▸ Challenge 1
Filter the records down to the lines that contain the word "number", and copy each of those lines.

▸ Article
+++

- Artist rendering of The Project America

Class overview
- Builders: Litton Ingalls, Lloyd Werft
- Operators: United States Lines (planned); Norwegian Cruise Line (for modifications & completion);
- Built: 1999-2005
- In service: NCL (2005–)
- Planned: 2
- Completed: 1 (modified post build)
- Canceled: 1
- Active: 1

General characteristics (as designed)
- Tonnage: 72,000 GT
- Length: 840 ft (260 m)
- Capacity: 1,900 Passengers

General characteristics (built as Pride of America)
- Tonnage: 81,000 GT
- Length: 920.6 ft (280.6 m)
- Beam: 105.6 ft (32.2 m)
- Draught: 26 ft (7.9 m)
- Decks: 15
- Capacity: 2,146 passengers
- Crew: 900

= Project America =

US shipbuilding contract

Project America was the designation for a contract between American Classic Voyages and the Litton Ingalls Shipyard of Pascagoula, Mississippi. The contract was to build two cruise ships, with a gross tonnage of 72,000 each, with an option for a third vessel. The contract had the initial potential value of $1.4 billion U.S. dollars. The first ordered ship would go on to be completed as the Pride of America.

+++

▸ Material to process

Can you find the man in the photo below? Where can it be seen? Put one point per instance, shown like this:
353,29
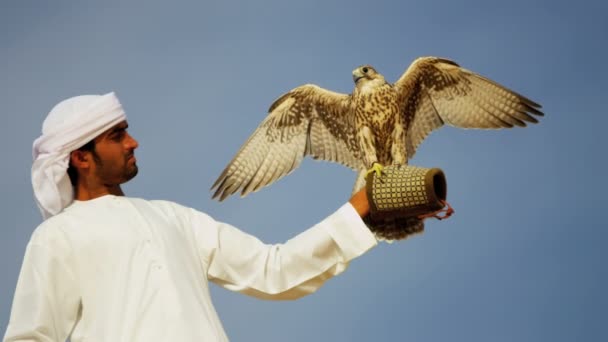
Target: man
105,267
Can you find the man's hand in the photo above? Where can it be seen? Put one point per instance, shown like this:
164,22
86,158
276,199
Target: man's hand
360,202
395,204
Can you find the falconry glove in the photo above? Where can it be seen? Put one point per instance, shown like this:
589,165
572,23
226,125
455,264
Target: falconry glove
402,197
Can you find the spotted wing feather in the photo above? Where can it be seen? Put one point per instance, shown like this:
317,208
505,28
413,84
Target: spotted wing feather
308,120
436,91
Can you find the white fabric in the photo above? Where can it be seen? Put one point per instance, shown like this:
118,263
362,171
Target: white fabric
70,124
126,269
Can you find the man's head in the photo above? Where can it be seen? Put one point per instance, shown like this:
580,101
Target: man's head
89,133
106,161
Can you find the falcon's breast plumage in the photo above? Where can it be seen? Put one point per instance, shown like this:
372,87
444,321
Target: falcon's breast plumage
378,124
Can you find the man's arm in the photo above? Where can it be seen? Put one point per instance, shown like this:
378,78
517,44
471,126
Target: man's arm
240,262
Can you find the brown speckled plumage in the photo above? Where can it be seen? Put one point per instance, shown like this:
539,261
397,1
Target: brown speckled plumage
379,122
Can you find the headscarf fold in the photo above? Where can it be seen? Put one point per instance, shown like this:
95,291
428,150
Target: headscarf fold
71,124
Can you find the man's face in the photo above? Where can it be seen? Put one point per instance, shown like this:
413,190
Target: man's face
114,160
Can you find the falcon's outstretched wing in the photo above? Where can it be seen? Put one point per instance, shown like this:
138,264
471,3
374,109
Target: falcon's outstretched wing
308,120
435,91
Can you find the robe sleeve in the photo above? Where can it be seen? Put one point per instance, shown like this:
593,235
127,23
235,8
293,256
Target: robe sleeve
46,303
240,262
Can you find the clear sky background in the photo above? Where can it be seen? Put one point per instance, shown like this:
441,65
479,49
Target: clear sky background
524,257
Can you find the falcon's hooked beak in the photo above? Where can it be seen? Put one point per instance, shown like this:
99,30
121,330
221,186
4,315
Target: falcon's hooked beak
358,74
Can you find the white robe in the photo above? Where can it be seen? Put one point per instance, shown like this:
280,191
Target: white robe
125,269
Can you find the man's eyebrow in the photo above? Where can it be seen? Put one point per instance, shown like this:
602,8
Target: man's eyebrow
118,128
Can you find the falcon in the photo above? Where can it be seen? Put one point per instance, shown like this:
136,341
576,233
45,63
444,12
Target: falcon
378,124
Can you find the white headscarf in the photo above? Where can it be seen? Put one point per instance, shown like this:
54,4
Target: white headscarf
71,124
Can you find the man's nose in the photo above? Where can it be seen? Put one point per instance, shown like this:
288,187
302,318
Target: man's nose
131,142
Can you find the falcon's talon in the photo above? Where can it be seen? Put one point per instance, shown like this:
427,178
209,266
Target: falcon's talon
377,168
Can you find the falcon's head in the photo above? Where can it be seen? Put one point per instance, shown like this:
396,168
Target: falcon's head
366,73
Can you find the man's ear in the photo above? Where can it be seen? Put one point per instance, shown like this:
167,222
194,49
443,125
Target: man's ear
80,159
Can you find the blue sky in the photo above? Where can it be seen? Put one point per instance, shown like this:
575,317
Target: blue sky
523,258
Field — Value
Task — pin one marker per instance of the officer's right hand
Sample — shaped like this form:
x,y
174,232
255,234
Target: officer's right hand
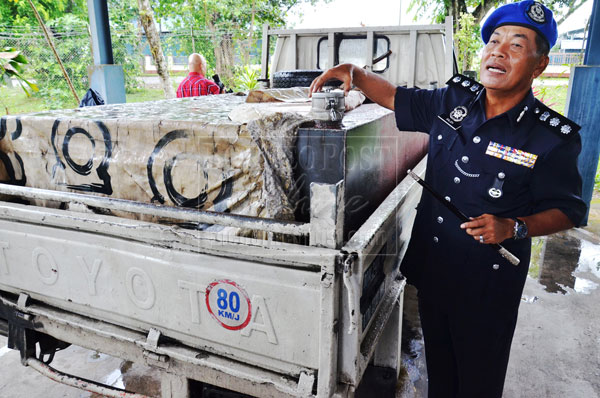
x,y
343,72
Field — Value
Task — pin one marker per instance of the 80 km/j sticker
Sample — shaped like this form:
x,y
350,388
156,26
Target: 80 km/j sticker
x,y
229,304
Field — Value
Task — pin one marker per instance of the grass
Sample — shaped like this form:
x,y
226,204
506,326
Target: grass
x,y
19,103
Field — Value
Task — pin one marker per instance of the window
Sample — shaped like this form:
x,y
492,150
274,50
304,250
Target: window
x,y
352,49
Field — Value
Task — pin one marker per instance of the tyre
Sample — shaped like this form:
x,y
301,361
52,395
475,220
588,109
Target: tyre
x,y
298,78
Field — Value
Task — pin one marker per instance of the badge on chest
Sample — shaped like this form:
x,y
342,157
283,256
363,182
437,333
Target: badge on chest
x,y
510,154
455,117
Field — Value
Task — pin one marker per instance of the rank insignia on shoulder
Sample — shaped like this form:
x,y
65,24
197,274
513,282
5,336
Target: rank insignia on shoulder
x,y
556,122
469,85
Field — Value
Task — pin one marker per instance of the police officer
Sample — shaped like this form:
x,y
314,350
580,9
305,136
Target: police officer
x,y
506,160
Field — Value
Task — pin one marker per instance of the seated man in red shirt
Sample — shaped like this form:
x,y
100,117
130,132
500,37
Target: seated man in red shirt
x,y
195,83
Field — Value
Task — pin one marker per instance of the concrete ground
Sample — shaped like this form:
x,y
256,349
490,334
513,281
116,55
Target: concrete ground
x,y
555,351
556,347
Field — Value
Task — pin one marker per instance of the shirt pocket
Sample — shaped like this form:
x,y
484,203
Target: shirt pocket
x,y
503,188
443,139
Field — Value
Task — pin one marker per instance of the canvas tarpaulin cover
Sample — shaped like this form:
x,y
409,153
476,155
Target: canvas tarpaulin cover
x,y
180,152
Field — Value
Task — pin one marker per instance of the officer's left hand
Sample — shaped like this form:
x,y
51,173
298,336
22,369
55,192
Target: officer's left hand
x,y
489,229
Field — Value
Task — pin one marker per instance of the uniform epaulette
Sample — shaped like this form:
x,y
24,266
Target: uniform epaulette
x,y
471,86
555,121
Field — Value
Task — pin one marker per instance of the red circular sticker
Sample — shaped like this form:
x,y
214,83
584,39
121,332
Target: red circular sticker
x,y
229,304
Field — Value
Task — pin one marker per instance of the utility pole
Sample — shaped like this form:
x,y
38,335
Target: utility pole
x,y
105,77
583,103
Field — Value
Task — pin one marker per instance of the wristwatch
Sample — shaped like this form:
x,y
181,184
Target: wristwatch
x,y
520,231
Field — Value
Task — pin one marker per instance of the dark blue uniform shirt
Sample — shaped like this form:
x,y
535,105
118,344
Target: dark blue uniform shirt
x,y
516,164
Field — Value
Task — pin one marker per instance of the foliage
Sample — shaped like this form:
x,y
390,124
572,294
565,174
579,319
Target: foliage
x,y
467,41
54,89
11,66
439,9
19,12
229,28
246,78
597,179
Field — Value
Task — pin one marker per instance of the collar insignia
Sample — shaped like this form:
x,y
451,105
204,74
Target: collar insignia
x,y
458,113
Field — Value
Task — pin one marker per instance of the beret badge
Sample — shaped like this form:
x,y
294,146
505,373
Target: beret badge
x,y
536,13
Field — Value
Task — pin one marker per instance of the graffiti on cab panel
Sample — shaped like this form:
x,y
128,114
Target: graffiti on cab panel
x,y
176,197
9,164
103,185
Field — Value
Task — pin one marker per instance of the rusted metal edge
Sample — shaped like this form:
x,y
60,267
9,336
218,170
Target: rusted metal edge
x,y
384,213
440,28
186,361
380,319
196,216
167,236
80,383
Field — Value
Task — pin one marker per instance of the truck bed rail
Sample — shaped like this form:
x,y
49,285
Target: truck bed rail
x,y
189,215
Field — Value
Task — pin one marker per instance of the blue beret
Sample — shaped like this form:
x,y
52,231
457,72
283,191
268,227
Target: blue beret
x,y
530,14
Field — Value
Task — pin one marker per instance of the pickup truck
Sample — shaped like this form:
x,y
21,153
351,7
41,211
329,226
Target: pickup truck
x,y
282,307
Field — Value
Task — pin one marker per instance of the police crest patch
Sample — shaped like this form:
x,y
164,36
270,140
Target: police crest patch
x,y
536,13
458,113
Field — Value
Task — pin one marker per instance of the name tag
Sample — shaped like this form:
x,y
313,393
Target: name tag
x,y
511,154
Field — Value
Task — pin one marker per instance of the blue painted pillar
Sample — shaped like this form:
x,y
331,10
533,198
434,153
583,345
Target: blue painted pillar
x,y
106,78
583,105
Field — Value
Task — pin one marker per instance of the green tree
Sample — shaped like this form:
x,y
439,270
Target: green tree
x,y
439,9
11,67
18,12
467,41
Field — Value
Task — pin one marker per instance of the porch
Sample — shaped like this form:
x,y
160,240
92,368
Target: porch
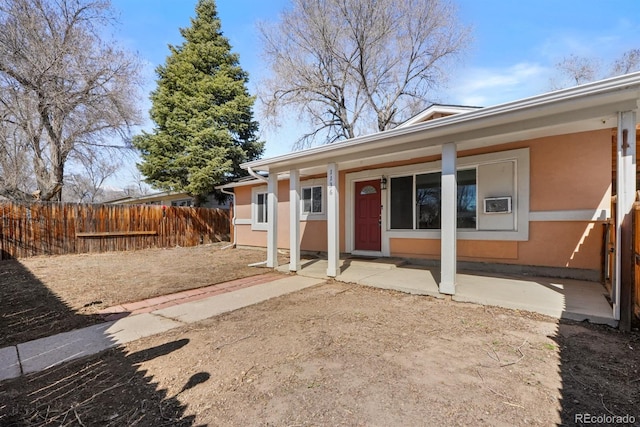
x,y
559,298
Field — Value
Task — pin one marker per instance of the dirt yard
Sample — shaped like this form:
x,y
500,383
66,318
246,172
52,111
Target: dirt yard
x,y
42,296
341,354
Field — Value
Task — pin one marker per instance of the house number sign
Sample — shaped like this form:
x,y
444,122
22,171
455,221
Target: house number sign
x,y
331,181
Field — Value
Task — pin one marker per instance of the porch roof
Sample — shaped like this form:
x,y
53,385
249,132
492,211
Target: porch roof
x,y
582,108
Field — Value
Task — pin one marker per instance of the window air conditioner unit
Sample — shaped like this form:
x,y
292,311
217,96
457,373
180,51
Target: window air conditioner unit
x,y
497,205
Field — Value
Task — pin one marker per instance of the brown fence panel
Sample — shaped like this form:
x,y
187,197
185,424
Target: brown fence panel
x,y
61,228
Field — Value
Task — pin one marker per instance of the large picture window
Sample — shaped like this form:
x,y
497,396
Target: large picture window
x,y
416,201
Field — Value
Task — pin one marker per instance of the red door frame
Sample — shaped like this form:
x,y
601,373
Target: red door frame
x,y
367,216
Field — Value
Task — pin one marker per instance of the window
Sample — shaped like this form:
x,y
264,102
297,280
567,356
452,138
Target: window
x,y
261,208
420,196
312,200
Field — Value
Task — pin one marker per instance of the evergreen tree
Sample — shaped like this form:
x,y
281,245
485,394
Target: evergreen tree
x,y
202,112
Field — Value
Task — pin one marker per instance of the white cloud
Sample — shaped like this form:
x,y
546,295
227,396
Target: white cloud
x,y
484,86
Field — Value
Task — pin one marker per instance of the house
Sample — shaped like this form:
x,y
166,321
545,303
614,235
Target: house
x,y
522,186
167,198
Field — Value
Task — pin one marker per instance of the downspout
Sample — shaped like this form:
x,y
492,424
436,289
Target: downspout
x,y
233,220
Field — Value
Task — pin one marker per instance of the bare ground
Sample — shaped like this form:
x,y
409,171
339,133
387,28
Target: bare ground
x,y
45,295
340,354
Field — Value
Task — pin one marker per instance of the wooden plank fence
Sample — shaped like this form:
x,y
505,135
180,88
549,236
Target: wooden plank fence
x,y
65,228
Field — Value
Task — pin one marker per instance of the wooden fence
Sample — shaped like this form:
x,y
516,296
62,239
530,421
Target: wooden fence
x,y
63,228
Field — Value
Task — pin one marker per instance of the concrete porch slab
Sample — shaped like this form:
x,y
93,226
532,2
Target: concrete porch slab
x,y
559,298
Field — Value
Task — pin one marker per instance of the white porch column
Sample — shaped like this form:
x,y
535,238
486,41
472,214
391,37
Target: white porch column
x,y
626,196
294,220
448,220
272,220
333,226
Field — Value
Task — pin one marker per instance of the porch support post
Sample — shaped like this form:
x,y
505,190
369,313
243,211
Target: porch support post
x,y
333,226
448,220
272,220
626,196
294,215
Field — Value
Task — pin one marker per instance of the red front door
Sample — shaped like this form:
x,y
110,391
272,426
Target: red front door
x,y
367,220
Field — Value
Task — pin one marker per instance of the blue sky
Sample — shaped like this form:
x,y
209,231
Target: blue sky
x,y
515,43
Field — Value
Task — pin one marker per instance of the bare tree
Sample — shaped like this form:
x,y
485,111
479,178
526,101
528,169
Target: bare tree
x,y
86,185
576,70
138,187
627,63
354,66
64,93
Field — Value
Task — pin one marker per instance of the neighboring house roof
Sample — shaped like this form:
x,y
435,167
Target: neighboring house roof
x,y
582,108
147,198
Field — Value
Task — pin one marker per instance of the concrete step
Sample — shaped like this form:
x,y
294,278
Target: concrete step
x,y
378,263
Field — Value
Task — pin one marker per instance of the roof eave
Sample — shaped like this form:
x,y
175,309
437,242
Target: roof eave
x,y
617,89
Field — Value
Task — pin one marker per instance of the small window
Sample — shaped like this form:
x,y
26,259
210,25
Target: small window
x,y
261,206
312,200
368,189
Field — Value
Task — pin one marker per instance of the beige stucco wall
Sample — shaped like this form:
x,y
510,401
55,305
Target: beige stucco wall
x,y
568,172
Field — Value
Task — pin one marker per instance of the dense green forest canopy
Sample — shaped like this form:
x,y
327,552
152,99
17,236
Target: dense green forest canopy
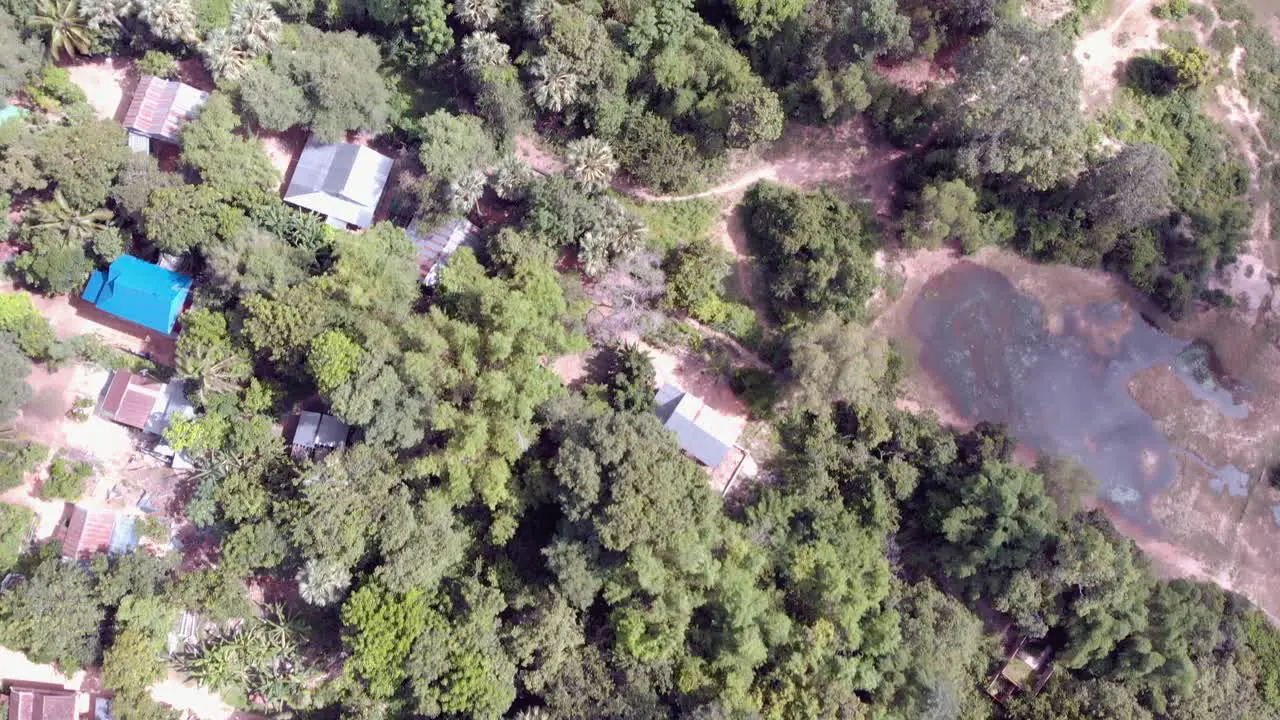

+++

▸ Challenge 2
Translate this sentence from the article on Project America into Spanish: "The contract had the initial potential value of $1.4 billion U.S. dollars."

▸ Complete output 1
Task — pin one marker per instance of the house number sign
Target: house number sign

▸ Complete output 2
El contrato tenía un valor potencial inicial de 1400 millones de dólares estadounidenses.